### Problem
Retype the records below exactly as they stand, but with no images.

Working data section start

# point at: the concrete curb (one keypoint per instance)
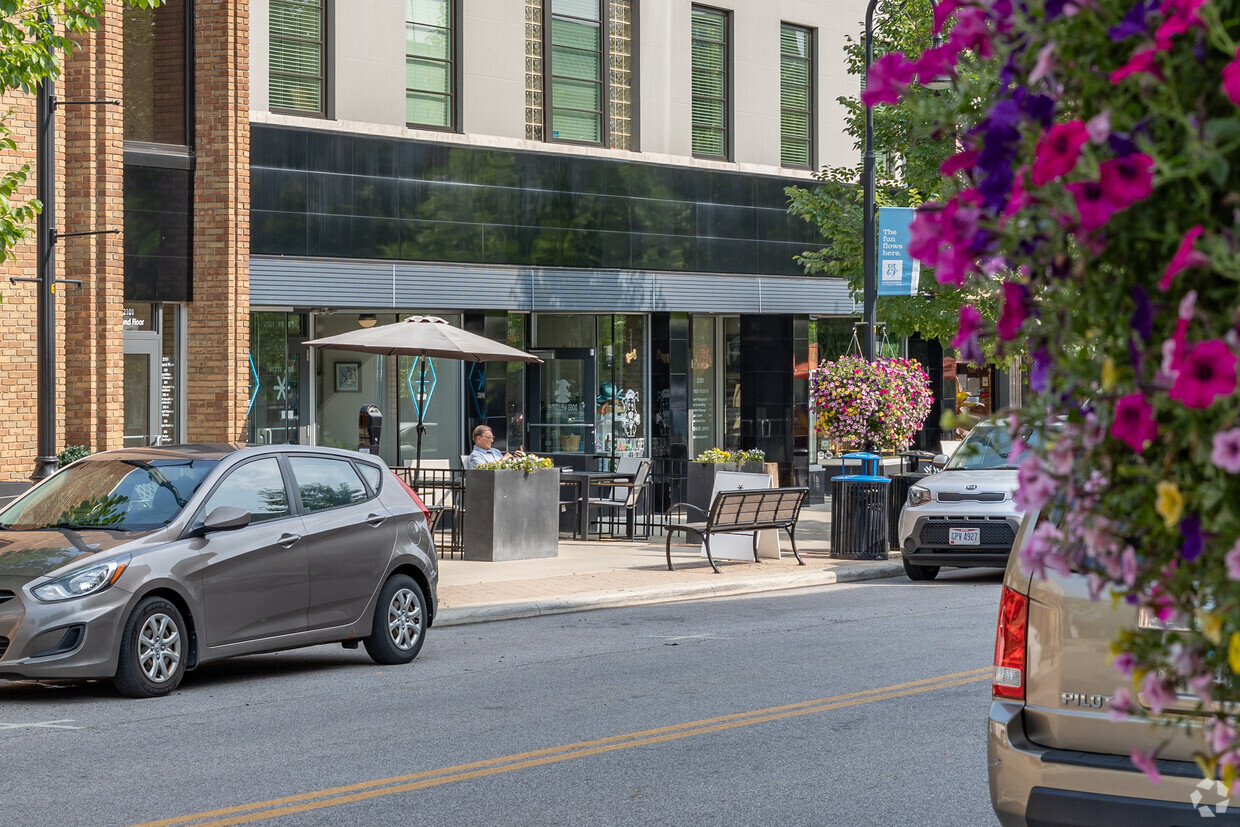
(621, 598)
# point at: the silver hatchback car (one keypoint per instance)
(139, 564)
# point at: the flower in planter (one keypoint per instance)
(527, 463)
(714, 455)
(882, 402)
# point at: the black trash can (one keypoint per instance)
(900, 485)
(858, 517)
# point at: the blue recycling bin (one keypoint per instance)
(859, 512)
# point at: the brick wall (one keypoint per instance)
(218, 322)
(93, 163)
(17, 331)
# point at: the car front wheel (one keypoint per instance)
(153, 650)
(399, 623)
(920, 572)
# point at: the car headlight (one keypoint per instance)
(919, 496)
(86, 580)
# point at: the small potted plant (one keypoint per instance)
(702, 470)
(512, 507)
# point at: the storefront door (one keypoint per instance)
(141, 389)
(561, 402)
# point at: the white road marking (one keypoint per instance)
(47, 724)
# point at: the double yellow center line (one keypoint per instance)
(366, 790)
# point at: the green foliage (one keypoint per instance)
(910, 141)
(527, 463)
(73, 453)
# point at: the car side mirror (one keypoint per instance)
(223, 518)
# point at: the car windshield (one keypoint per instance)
(988, 448)
(114, 494)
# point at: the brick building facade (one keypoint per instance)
(197, 380)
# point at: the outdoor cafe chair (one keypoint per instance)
(624, 495)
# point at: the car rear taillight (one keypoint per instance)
(1009, 645)
(417, 500)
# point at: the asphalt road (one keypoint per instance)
(850, 704)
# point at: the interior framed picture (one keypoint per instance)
(347, 378)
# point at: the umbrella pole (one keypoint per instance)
(422, 429)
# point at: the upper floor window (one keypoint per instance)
(579, 71)
(298, 57)
(155, 87)
(796, 97)
(711, 83)
(429, 63)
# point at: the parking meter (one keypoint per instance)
(370, 423)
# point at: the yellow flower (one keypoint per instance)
(1169, 504)
(1107, 373)
(1212, 626)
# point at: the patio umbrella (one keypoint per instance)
(424, 336)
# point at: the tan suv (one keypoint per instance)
(1054, 754)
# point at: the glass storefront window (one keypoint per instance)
(277, 360)
(620, 419)
(702, 386)
(732, 383)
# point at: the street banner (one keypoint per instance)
(898, 272)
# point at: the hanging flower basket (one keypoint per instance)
(882, 403)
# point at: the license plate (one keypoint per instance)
(964, 536)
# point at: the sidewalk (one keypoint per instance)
(611, 573)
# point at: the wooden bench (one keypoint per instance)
(742, 511)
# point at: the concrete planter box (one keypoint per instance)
(510, 515)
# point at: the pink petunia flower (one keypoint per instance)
(1147, 763)
(889, 76)
(1233, 561)
(1014, 310)
(1231, 79)
(1208, 372)
(1140, 63)
(1058, 151)
(1226, 450)
(1184, 258)
(1127, 180)
(1135, 422)
(1093, 205)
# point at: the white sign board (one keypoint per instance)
(740, 546)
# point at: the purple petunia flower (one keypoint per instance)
(1191, 530)
(1135, 423)
(1226, 450)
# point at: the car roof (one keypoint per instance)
(215, 451)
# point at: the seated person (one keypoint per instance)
(482, 451)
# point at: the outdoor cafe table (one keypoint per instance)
(584, 480)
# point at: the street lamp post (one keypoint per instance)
(869, 278)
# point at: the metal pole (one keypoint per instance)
(46, 461)
(869, 285)
(869, 277)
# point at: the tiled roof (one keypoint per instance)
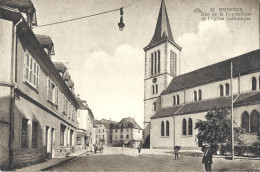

Working data section end

### Task answer
# point at: the concrete curb (one keypoint per instance)
(621, 598)
# point at: the silver hatchback car (one keypoint per instance)
(139, 564)
# point at: the flower in planter (one keypoint per instance)
(527, 463)
(714, 455)
(882, 402)
# point at: the black trash can (one keypoint per instance)
(900, 485)
(858, 517)
# point at: the blue recycling bin (one keypoint per instance)
(859, 512)
# point at: the brick wall (one keypoint per instance)
(218, 322)
(93, 163)
(17, 331)
# point at: the car front wheel (one keypoint per instance)
(153, 650)
(399, 623)
(920, 572)
# point at: the car headlight (one keypoint per instance)
(919, 496)
(86, 580)
# point at: the small potted plant (one keypoint per instance)
(702, 470)
(512, 507)
# point at: the storefront door (one keypoint per instance)
(141, 389)
(561, 402)
# point at: the white road marking (one keypoint per instance)
(47, 724)
# point at: the double yellow center line (one keypoint per instance)
(366, 790)
# point at: the green foliage (one keypoint per instance)
(910, 141)
(527, 463)
(73, 453)
# point at: the car side mirror (one keypoint per instance)
(223, 518)
# point at: the car windshield (one keypoint per instance)
(988, 448)
(114, 494)
# point at: the brick building facade (one keypoint per instance)
(197, 380)
# point at: the outdoor cafe chair (one keypoint per instance)
(624, 495)
# point at: the car rear taillight (one keypoint per instance)
(1009, 645)
(417, 500)
# point at: the asphalt road (one keypoint per instance)
(850, 704)
# point at: the interior framed picture (one keypoint per instance)
(347, 378)
# point at: the umbrella pole (one keypoint per instance)
(422, 429)
# point at: the upper floor window (one keypoint per instance)
(579, 71)
(298, 57)
(155, 87)
(796, 97)
(711, 83)
(429, 63)
# point at: the parking meter (one keypoint per instance)
(370, 423)
# point at: the yellow flower (one keypoint per instance)
(1169, 504)
(1107, 373)
(1212, 626)
# point at: the patio umbrella (one keypoint per instance)
(424, 336)
# point at: the tan suv (one keypoint per instance)
(1054, 754)
# point at: the glass storefront window (one keypoint per instance)
(277, 360)
(620, 419)
(702, 386)
(732, 383)
# point at: the street banner (one keypoint per instance)
(898, 272)
# point at: the hanging flower basket (one keypoint per instance)
(882, 403)
# point at: the license plate (one keypoint per instance)
(964, 536)
# point at: the sidewalk (one keypoint per instance)
(611, 573)
# point at: the wooden bench (one keypoint per instance)
(742, 511)
# point at: the concrete planter box (one keypoint per instance)
(510, 515)
# point at: the pink petunia flower (one keypoint per instance)
(1147, 763)
(889, 76)
(1233, 561)
(1014, 310)
(1231, 79)
(1208, 372)
(1140, 63)
(1058, 151)
(1226, 450)
(1184, 258)
(1127, 180)
(1135, 422)
(1093, 205)
# point at: the white sign board (one keypoint per instance)
(740, 546)
# point at: the purple petunia flower (one keypoint per instance)
(1191, 530)
(1135, 423)
(1226, 450)
# point at: the car roof (one keypoint per instance)
(215, 451)
# point at: the seated person (one keypoint per instance)
(482, 451)
# point at: the outdoor cafe table (one keypoint per instance)
(584, 480)
# point at: the street lamp post (one keypoint per instance)
(869, 278)
# point at: the metal pole (one keypoint per instance)
(46, 461)
(869, 285)
(869, 277)
# point at: the tiled roof (one keypoint per instance)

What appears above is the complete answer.